▶ WHAT TO PRODUCE:
Reproduce the material below word for word, starting at its first line and ending with the line that contains "column 52, row 158".
-- START DATA FOR PROCESSING --
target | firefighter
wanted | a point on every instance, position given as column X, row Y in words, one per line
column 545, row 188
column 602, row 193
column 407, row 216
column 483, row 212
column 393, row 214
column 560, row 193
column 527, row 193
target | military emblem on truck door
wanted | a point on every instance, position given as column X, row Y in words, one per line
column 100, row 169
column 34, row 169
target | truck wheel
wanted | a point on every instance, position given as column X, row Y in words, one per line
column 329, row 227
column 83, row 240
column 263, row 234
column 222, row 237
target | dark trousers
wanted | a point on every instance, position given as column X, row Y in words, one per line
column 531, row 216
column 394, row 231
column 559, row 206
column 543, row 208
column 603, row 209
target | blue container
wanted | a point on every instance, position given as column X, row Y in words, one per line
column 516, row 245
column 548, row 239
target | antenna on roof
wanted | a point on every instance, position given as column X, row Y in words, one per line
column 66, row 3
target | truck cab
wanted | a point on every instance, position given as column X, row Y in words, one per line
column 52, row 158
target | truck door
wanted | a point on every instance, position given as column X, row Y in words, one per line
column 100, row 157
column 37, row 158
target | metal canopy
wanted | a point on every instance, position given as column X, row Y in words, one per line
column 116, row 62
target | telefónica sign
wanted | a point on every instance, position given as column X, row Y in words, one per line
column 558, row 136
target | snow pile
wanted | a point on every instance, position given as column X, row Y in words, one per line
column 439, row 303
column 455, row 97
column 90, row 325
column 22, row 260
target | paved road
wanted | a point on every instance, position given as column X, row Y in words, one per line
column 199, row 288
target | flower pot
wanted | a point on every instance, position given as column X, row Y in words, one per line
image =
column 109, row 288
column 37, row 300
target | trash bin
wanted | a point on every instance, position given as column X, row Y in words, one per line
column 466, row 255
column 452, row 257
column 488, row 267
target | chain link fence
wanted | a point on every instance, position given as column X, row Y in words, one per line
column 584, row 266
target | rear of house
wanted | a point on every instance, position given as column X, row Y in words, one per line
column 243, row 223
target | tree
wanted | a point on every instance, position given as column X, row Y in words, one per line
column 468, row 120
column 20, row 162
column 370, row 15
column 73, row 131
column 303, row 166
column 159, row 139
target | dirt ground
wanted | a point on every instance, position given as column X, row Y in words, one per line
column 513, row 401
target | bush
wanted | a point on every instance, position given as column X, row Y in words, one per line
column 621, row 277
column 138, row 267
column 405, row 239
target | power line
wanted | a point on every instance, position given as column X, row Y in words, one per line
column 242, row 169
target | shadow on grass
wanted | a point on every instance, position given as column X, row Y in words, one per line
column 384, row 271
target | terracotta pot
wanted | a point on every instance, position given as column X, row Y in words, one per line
-- END DATA FOR PROCESSING --
▶ REPLY TO THE EXERCISE:
target | firefighter
wanted | a point on every instance, position given as column X, row Y in words, one per line
column 545, row 188
column 602, row 193
column 407, row 216
column 483, row 212
column 393, row 214
column 560, row 193
column 527, row 193
target | military emblem on truck door
wanted | a point on every instance, position given as column X, row Y in words, one per line
column 100, row 169
column 34, row 169
target | truck wheel
wanted | a point on every instance, position given as column X, row Y in words, one per line
column 329, row 227
column 83, row 240
column 263, row 234
column 222, row 237
target | dark trousers
wanted | a point on every instance, position given as column X, row Y in words, one per line
column 531, row 216
column 394, row 231
column 559, row 206
column 543, row 208
column 603, row 209
target | blue container
wanted | a point on every instance, position given as column X, row Y in words, one per line
column 516, row 245
column 548, row 239
target | antenna on roof
wanted | a point on every instance, position given as column X, row Y in words, one per line
column 66, row 3
target | truck cab
wanted | a point on every instance, position given as column X, row Y in words, one per line
column 52, row 158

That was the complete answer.